BEGIN DATASET EXTRACT
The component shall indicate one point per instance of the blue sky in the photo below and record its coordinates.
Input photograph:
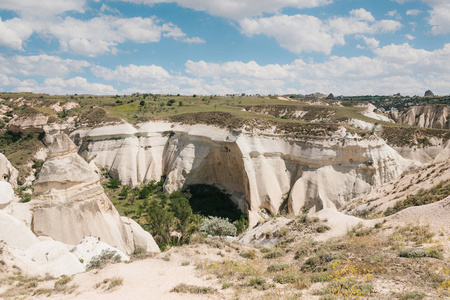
(347, 47)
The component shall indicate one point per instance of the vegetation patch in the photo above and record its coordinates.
(420, 252)
(193, 289)
(422, 197)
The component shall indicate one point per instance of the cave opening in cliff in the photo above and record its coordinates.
(208, 200)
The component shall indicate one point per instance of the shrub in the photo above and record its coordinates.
(248, 254)
(411, 295)
(287, 278)
(115, 281)
(259, 283)
(105, 257)
(274, 253)
(322, 228)
(192, 289)
(217, 226)
(62, 282)
(420, 252)
(320, 277)
(114, 183)
(277, 267)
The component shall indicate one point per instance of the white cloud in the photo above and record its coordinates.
(102, 34)
(303, 33)
(299, 33)
(439, 15)
(391, 13)
(87, 37)
(440, 18)
(42, 9)
(239, 9)
(75, 85)
(413, 12)
(14, 32)
(41, 65)
(388, 72)
(132, 73)
(372, 43)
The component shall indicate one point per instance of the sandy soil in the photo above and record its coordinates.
(151, 278)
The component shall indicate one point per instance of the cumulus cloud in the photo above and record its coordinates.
(86, 37)
(14, 32)
(42, 9)
(440, 18)
(304, 33)
(388, 72)
(413, 12)
(60, 86)
(238, 9)
(41, 65)
(391, 13)
(78, 36)
(372, 43)
(132, 73)
(439, 15)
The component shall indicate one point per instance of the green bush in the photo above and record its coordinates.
(411, 295)
(420, 252)
(114, 183)
(287, 278)
(277, 267)
(217, 226)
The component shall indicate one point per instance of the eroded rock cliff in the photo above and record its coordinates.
(264, 170)
(428, 116)
(70, 204)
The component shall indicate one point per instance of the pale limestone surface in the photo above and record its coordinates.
(429, 116)
(370, 112)
(33, 256)
(70, 203)
(28, 124)
(7, 171)
(438, 151)
(257, 168)
(6, 194)
(91, 247)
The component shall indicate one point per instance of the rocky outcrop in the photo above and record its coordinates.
(25, 251)
(7, 172)
(429, 93)
(260, 169)
(70, 204)
(25, 124)
(372, 112)
(428, 116)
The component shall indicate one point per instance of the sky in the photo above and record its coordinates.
(218, 47)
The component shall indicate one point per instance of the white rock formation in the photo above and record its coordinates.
(438, 151)
(91, 247)
(28, 123)
(258, 169)
(429, 116)
(32, 256)
(7, 171)
(70, 204)
(6, 194)
(370, 112)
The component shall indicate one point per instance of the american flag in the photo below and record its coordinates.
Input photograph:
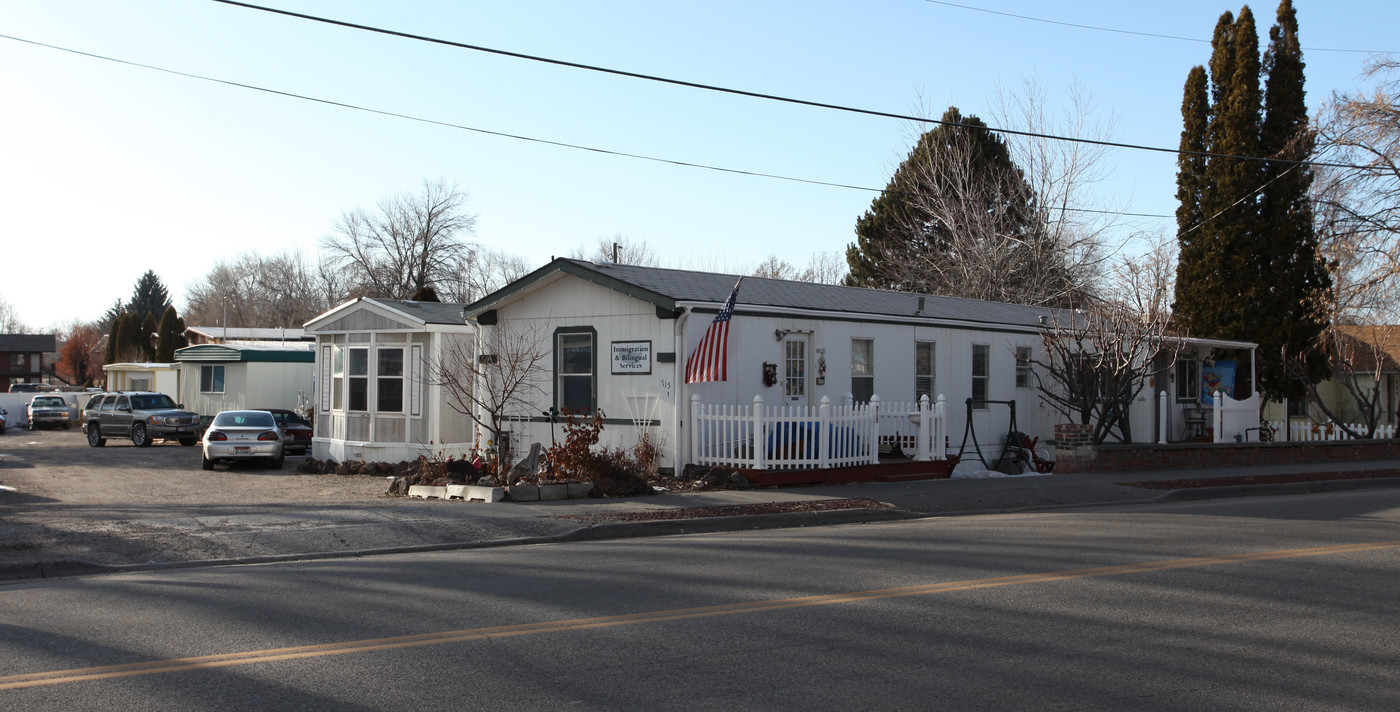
(710, 358)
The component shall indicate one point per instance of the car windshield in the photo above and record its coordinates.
(153, 402)
(242, 418)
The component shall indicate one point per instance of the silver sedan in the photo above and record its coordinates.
END DATASET EXTRACT
> _TASK TO CARRY OUT_
Put all of the material above into a numbered list and drop any blank lines. Leave the pictures out of your answer.

> _EXPECTED ANSWER_
1. The component shall indicate one point per instance of the blue sky in the photo below and record its coordinates.
2. Input photograph:
3. (347, 47)
4. The component shall indicate one point per instance of the vegetation patch in the photo above and record its coordinates.
5. (420, 252)
6. (193, 289)
7. (422, 197)
8. The component shall indicate one point per instance of the cave opening in cliff in the photo above and record its coordinates.
9. (208, 200)
10. The component shall indicate one point per instance of the shrub in the photo above and record its coordinates.
11. (248, 254)
12. (411, 295)
13. (287, 278)
14. (115, 281)
15. (259, 283)
16. (105, 257)
17. (274, 253)
18. (322, 228)
19. (192, 289)
20. (217, 226)
21. (62, 282)
22. (420, 252)
23. (320, 277)
24. (114, 183)
25. (277, 267)
26. The component shall indicate one point per instance of the white cloud in the photo above and record its coordinates.
27. (102, 34)
28. (303, 33)
29. (299, 33)
30. (439, 15)
31. (391, 13)
32. (87, 37)
33. (440, 18)
34. (42, 9)
35. (239, 9)
36. (75, 85)
37. (413, 12)
38. (14, 32)
39. (41, 65)
40. (388, 72)
41. (132, 73)
42. (372, 43)
43. The component shall indicate one point per instance of the sandy soil in the photo above and record its coordinates.
44. (151, 278)
45. The component shall indicate one point per instance of the cumulus cloud in the photo above and record its coordinates.
46. (86, 37)
47. (14, 32)
48. (42, 9)
49. (440, 18)
50. (304, 33)
51. (388, 72)
52. (413, 12)
53. (60, 86)
54. (238, 9)
55. (41, 65)
56. (391, 13)
57. (78, 36)
58. (372, 43)
59. (132, 73)
60. (439, 15)
61. The component shall indicate one point per instance of the green bush in the photo above and record its coordinates.
62. (411, 295)
63. (420, 252)
64. (114, 183)
65. (287, 278)
66. (277, 267)
67. (217, 226)
68. The component shall indicate one point per instance of the eroded rock cliff in the photo above and record its coordinates.
69. (264, 170)
70. (428, 116)
71. (70, 204)
72. The component shall indicate one point per instance of the pale limestone surface in the photo above and record its coordinates.
73. (429, 116)
74. (370, 112)
75. (33, 256)
76. (70, 203)
77. (28, 124)
78. (7, 171)
79. (438, 151)
80. (257, 168)
81. (6, 194)
82. (91, 247)
83. The component shall indicate one point per instance of the rocky outcrop in the photo above and record its coordinates.
84. (25, 251)
85. (7, 172)
86. (429, 93)
87. (260, 169)
88. (70, 204)
89. (25, 124)
90. (372, 112)
91. (428, 116)
92. The component shall indicate one point per instance of the sky in the photo above and record its coordinates.
93. (218, 47)
94. The component shall indicate one point per instance of the white rock formation in the photo above and record its coordinates.
95. (438, 151)
96. (91, 247)
97. (28, 123)
98. (258, 169)
99. (429, 116)
100. (32, 256)
101. (7, 171)
102. (70, 204)
103. (6, 194)
104. (370, 112)
105. The component shall indicate one point per instance of the american flag in the photo below and record its coordinates.
106. Input photograph:
107. (710, 358)
108. The component shall indicate one point per instance of the car windshield in the photo above and record its coordinates.
109. (153, 402)
110. (242, 418)
111. The component shall indicate one point per instance of the silver sedan in the photo above and record its coordinates.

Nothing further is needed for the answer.